Tarefas a realizar
1 – No texto sobre as viagens de Luís de Cadamosto, em que ano a Academia Portuguesa de História editou o trabalho "Viagens de Luís de Cadamosto e Pedro de Sintra"?
2 – Dê continuidade ao texto sobre as viagens de Luís de Cadamosto, começando logo a seguir à última frase apresentada.

Excerto do texto
....
No âmbito das
comemorações do V Centenário da Descoberta da Guiné, a Academia Portuguesa de
História editou em 1948 o trabalho “Viagens de Luís de Cadamosto e Pedro de
Sintra”, com notas históricas por Damião Peres. Este insigne historiador
justifica a iniciativa: “Como a crónica henriquina de Azurara não abrange
feitos da Guiné posteriores a 1447, as páginas de Cadamosto constituem uma
fonte narrativa, embora de utilização cautelosa, pois nelas se encontram dados
cronológicos errados, e até, segundo se pode crer, alguma jactância atentatória
da verdade”. Esta edição da Academia Portuguesa de História reproduz o texto de
1812 com as traduções a partir do italiano os dois viajantes, da Academia Real
das Ciências, veja-se o site: http://livrosevelharias.blogspot.pt/2012/10/viagens-de-luis-de-cadamosto-e-pedro-de.html#!/2012/10/viagens-de-luis-de-cadamosto-e-pedro-de.html.
Tome-se como
ponto de partida a primeira viagem de Luís de Cadamosto. Ele vem fazer comércio
à Costa dos Escravos ou Terra dos Negros, é um veneziano que espelha os
conhecimentos da época, homem curioso, o seu relato começa no que é hoje o
Senegal. Diz assim: “O país destes primeiros negros do reino de Senega
(Senegal) é o primeiro reino dos negros da Baixa Etiópia. Os povos próximos
deste rio chamam-se Gilofos (os Jalofos)”.
É atento e
minucioso: o Cabo Verde é a terra mais alta que há em toda esta costa, para
além do dito Cabo Verde toda a costa é praia rasa. Vem a terra e comenta: Não
há no país nenhuma cidade nem lugar murado, se não aldeias e casas de palha
(que eles não sabem fazer casas de paredes porque não têm cal e têm grande
falta de pedras). O modo de vida deste rei é o seguinte: não tem rendimento
certo, além daquele que lhes dão os senhores desse país todos os anos para
estarem de bem com ele, os quais presentes são de cavalos que lá são muito
apreciados, por deles haver falta. Este rei vive também com roubos que faz, e
tem sempre muitos escravos negros que manda pilhar não só no país como nos
outros países vizinhos. Quanto ao vestir desta gente, quase todos andam nus
continuamente salvo que trazem um coiro de cabra posto em forma de calça com
que cobrem as vergonhas; mas os senhores e aqueles que podem comprar alguma
coisa vestem camisas de pano de algodão. Quanto à forma, as suas camisas são
compridas até meia coxa e largas. As mulheres desta região são muito asseadas de
corpo, pois se lavam completamente, quatro e cinco vezes por dia; e assim
também os homens, mas no comer são porcalhões e sem nenhuma educação. São
homens de muitas palavras e nunca acabam de falar; e são todos, sempre,
mentirosos e enganadores, em extremo; por outro lado, são caritativos, porque
dão de comer e beber a qualquer estrangeiro que, de passagem, chegue a sua casa
por uma refeição ou por uma noite, sem qualquer remuneração.
Cadamosto tem um
olhar de antropólogo na descrição das cerimónias, nas receções, na admiração ao
destemor dos nadadores, descreve a vida de Budomel, o rei da região.
....
Linhas de dados

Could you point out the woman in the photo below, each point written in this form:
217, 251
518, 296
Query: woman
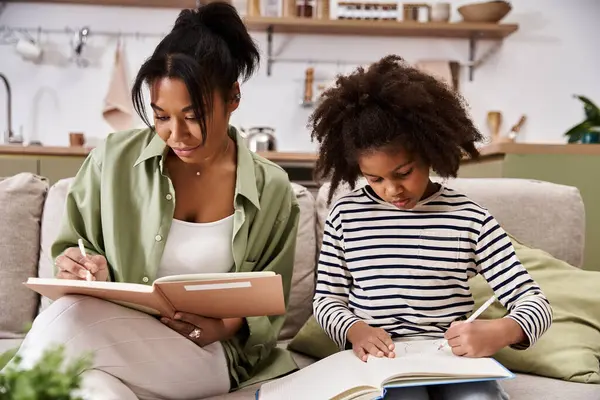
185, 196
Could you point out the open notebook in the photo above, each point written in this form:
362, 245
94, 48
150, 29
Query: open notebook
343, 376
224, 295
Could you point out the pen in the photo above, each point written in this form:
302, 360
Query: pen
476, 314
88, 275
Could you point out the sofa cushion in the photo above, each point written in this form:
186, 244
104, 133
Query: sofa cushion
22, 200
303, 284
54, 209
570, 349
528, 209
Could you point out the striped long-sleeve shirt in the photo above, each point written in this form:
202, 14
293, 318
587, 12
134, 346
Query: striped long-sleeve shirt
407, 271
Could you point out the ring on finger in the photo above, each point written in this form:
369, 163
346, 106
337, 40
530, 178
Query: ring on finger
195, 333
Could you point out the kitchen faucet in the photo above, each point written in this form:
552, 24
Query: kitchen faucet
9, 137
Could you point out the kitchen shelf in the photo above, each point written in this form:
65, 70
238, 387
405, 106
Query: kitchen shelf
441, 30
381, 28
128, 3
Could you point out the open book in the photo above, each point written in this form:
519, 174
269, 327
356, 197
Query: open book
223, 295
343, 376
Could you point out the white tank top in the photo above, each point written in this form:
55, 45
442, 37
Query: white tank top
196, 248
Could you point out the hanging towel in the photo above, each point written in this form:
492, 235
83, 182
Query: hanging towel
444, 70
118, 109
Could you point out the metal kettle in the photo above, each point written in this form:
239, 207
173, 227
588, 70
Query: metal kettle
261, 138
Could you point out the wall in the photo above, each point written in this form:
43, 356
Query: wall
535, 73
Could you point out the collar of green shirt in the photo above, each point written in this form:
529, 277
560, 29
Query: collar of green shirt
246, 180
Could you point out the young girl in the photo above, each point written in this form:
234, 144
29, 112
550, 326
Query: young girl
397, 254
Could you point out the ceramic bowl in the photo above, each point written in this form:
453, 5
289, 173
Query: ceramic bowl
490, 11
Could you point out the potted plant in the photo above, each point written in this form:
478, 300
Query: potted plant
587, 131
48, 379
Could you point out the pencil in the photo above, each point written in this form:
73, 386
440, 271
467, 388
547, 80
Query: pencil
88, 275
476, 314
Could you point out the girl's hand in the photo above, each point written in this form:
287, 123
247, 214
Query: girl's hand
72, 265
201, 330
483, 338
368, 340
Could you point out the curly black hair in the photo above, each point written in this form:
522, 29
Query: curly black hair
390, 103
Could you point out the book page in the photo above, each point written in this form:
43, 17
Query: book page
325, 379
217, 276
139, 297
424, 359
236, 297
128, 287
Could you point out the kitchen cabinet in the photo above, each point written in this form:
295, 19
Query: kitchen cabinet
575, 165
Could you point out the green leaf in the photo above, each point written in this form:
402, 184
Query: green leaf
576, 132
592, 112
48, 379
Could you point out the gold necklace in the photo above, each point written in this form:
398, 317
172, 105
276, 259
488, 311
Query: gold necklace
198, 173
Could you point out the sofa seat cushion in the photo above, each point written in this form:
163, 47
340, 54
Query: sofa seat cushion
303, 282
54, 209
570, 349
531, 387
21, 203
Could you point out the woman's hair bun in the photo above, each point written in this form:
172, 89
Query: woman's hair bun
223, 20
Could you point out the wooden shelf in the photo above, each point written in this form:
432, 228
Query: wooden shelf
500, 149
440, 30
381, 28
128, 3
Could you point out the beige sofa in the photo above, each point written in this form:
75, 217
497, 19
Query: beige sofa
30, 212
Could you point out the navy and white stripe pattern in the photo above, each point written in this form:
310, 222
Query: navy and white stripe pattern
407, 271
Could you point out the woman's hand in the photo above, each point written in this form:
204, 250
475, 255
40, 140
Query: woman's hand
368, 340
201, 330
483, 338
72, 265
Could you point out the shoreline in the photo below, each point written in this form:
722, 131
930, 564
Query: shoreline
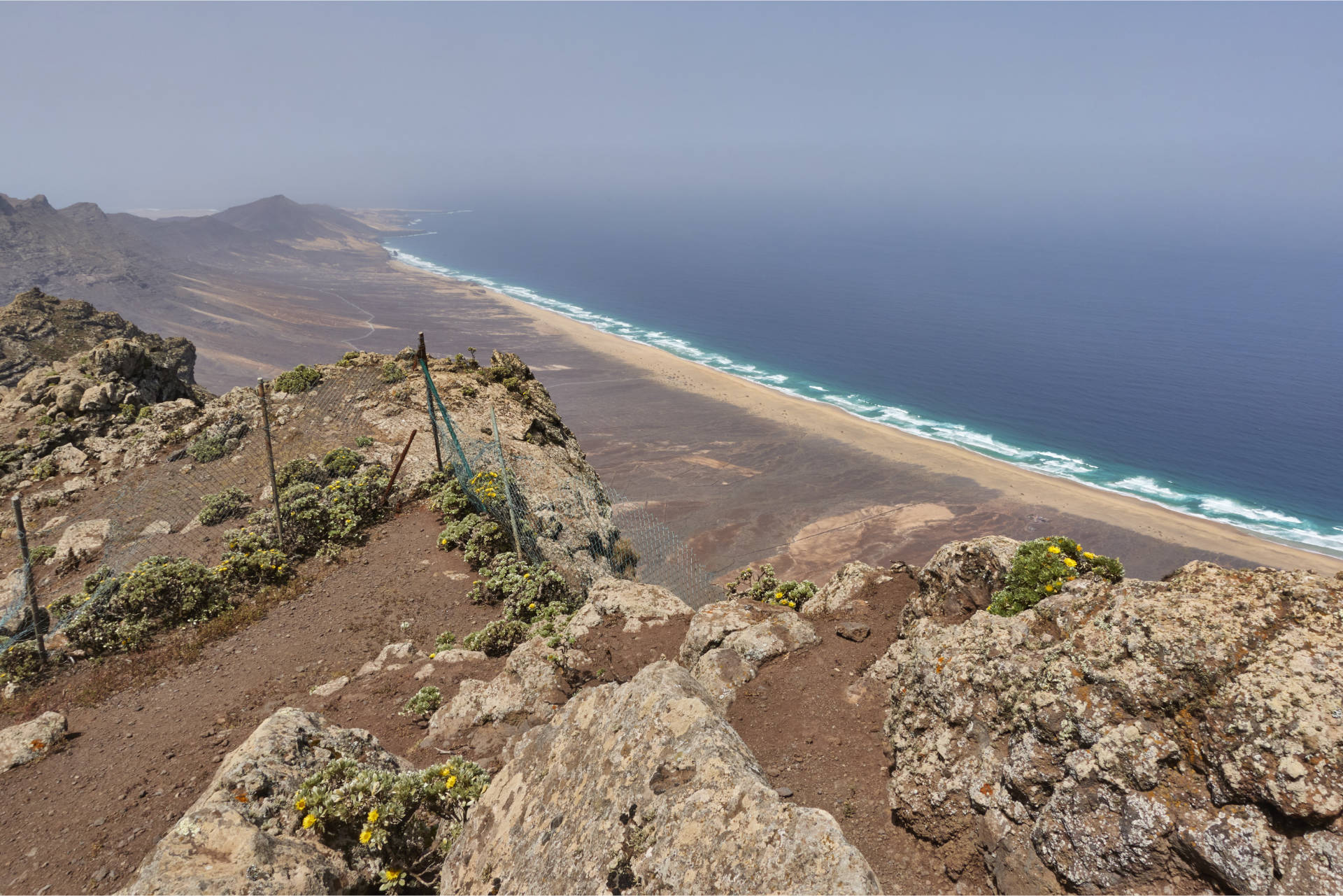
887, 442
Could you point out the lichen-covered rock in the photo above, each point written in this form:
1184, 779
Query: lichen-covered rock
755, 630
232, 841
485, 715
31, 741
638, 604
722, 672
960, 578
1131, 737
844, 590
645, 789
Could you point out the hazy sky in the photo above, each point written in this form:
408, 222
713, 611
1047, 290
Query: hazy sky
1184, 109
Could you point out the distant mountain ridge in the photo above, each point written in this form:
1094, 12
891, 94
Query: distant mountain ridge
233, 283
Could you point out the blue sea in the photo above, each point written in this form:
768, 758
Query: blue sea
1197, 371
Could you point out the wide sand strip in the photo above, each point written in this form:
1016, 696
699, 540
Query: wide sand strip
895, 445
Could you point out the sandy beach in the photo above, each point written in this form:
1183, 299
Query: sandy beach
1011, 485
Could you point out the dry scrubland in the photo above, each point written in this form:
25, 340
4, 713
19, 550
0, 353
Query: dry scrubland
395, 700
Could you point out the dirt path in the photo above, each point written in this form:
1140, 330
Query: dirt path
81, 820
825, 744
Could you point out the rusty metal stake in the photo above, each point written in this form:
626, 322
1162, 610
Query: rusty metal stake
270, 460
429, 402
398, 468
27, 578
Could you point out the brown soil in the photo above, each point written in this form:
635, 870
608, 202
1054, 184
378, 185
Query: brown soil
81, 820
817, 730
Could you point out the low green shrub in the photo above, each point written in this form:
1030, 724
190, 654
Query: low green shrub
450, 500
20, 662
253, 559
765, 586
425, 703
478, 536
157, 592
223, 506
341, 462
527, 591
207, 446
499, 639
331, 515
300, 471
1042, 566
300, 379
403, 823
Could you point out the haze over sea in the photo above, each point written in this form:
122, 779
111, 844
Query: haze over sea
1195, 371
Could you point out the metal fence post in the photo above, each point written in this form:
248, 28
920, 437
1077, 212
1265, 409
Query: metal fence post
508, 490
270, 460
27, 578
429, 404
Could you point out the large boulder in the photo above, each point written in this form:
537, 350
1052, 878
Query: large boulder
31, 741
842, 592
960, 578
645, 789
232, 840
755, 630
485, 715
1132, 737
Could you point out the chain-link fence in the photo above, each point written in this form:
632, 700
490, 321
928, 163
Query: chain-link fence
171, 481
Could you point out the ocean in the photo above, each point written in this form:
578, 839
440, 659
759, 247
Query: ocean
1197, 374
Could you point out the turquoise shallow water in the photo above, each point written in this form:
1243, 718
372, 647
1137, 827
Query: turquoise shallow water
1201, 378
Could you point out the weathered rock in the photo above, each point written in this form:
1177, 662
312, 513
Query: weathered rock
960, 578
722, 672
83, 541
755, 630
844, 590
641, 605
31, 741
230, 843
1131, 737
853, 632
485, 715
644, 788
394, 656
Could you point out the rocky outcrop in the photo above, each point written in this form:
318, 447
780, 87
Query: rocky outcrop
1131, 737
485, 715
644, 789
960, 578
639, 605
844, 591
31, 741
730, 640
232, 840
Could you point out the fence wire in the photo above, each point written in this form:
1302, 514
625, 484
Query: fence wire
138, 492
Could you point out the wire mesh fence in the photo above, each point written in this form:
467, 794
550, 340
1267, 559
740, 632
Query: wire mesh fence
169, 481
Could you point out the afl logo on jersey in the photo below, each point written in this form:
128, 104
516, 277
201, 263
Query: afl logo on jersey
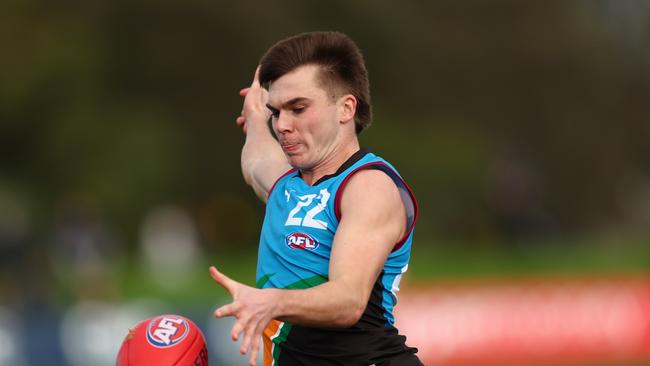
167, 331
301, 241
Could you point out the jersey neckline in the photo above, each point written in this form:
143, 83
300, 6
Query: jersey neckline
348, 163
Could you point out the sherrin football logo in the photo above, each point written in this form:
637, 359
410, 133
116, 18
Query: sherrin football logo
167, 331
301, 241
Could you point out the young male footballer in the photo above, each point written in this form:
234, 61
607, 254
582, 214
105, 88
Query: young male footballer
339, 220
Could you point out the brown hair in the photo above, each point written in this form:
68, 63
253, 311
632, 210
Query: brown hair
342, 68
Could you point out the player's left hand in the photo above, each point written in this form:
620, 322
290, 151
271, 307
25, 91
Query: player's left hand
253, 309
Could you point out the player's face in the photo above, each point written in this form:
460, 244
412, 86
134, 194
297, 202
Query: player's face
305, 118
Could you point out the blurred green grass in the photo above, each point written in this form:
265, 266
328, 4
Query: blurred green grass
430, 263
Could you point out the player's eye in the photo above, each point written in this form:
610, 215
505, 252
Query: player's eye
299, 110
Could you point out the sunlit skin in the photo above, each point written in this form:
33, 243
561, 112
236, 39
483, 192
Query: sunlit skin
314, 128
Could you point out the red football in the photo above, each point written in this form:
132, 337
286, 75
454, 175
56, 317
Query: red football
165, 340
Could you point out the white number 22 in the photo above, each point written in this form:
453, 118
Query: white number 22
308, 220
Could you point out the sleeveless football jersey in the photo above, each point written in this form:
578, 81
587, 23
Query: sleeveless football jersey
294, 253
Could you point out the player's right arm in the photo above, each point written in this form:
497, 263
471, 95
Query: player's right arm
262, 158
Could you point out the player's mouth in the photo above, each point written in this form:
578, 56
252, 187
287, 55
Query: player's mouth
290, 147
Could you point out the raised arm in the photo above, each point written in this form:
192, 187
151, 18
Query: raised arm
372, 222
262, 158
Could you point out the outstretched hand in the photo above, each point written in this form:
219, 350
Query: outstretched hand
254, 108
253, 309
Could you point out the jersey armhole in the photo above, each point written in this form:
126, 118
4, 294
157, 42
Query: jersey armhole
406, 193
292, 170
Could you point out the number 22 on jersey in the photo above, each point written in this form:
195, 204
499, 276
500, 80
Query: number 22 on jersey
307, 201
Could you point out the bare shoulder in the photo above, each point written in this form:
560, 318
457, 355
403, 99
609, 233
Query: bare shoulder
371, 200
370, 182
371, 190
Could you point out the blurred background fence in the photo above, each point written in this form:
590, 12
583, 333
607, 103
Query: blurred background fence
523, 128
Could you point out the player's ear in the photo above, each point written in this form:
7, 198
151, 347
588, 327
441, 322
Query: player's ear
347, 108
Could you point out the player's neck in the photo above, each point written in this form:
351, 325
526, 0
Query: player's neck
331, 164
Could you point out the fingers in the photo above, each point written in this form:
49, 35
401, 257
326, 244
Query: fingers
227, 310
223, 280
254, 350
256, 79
....
Resultados das tarefas
1 – Em 1948.

2 –
E procura dar um
quadro da economia da terra: “Neste reino de Senega dos negros, nem daí por
diante, em nenhuma Terra do País dos Negros se produz trigo, nem centeio, nem
cevada, nem aveia, nem vinho. E visto que o país é bastante quente e não chove
em nove meses do ano. A sua comida é de milho de diversas espécies, fava e
feijões que nascem naquelas partes, os mais grados e mais belos que há no
mundo. E procede a uma descrição da comida, bebida e substâncias oleaginosas.
Fala então da fauna: nesta terra de Senega dos negros não se encontram outros
animais úteis a não ser bois, vacas e cabras; ovelhas não se criam aí, nem
poderiam viver por causa do grane calor. As vacas e bois daquele país são mais
pequenos que os nossos. Animais bravo de presa há-os: leões, onças e leopardos,
lobos e cabritos monteses; há í também elefantes selvagens. Estes elefantes
andam aos bandos. Os seus dentes grandes nunca lhes caem, a não ser por morte.
E aí animal que não ataca o homem se o homem não o atacar.
Cadamosto, com a
curiosidade comerciante, vai ver como os outros mercadejam. E observa: Porque
me acontece estar em terra muitos dias, determinei ir ver um seu mercado ou
feira que se fazia numa pradaria, não muito longe do lugar onde eu estava
hospedado; o qual se fazia à segunda e sexta-feira: fui lá duas ou três vezes.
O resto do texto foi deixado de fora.